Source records

-------

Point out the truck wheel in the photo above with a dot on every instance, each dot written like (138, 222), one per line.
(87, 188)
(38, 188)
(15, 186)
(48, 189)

-------

Copy each line of the data exactly, leaving nothing out.

Point out the truck wheel in the photo above with a dot on every instance, each dot written like (138, 222), one per line.
(87, 188)
(38, 188)
(15, 186)
(48, 189)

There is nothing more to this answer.